*SELECTED TEXT:*
* BEGIN *

Marketing is a combination of elements that creates the environment in which it is possible to meet a customer need (starting right back at product development). Promotion and sales are just sub-sets of marketing. -
Marketing is a conversation, but most people don’t speak geek.
Successful technology marketing must translate the creations of the uncommunicative into the needs of the untechnical. Spin is not good marketing. Lucid two-way communication is. -
Simplicity does not negate complexity.
Reductive marketing that simplifies ideas does not undersell your complex creation. It facilitates an entree to your world. You can’t have passionate users until they start using.
Truer words have never been spoken. The rest of the top-ten list is here.
Nice list. This is important information for true geeks actually. I think sometimes the tech heads see all marketing as “spin”.
Guy – thank you. That’s why I am taking marketing and communications to where it should go, the conversation. If you and any of your guests are so inclined, I have been tackling the conversation at conversationagent.com.
Geek Marketing 101
Spotted via Guy Kawasaki’s blog, this Top 10 list of Geek Marketing hits the spot. I like #6 which has
1. True. Marketing is not a department; however, Peter F. Drucker was wrong in one respect. Marketing should be approached as the only function of business under which everything from accounting to innovation to manufacturing supports.
2. False. For the same reason that designers are not communicators, marketers are not conversationalists. Marketing is not a conversation. Marketing develops the environment in which communication between and with stakeholders occurs. Unfortunately, people don’t like to admit they lost the control they never had, and so many people will steadfastly refuse this proposition.
4. Don’t think of what a product does or how a product works. Think of the value the customer derives from use of the product. Think of the problems that customers solve through use of the product. That’s why convergent devices are often dismal failures. They don’t solve anybody’s problems!

* END *

*PROVIDED MATERIAL:*

* BEGIN *

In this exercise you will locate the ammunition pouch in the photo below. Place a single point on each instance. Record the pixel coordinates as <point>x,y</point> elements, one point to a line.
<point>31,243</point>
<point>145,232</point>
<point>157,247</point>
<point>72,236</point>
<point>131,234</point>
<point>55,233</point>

* END *

*WHAT TO WORK ON:*
a) Answer these questions from the text on geek marketing:
(i) What does the text call promotion and sales?
(ii) Through whose blog was the top-ten list of geek marketing spotted?
(iii) What reason does the text give for convergent devices often being dismal failures?
b) Pick up the text on geek marketing after its final sentence and keep writing it.

*TASK-BY-TASK ANSWERS:*
a)
(i) Sub-sets of marketing.
(ii) Guy Kawasaki's blog.
(iii) They don't solve anybody's problems.

b)
The author John Dodds also wrote two articles called “The Branding Myth” and “Passive Branding” in which he lambasts branding as some sort of fancy. His presentation is neither persuasive nor indicative of expertise. He apparently thinks branding is deeply involved with advertising. How wrong he is…
“False. For the same reason that designers are not communicators, marketers are not conversationalists.”
I do not agree, marketing is vast, and some parts of it are certainly based upon conversations. Then of course it depends on how broad or narrow you define a conversation.
“I do not agree, marketing is vast, and some parts of it are certainly based upon conversations.”
While marketing involves communication–after cultivating an environment in which messages between stakeholders can be effectively transacted–communication is neither marketing nor the focus of marketing.
Marketing traditionalists like to think they have some sort of control over the conversation. Whether this attitude is due to boardroom influences or delusions of grandeur, the reality is that marketers are simply another voice in the marketplace with no more control over the exchange of messages than any other stakeholder.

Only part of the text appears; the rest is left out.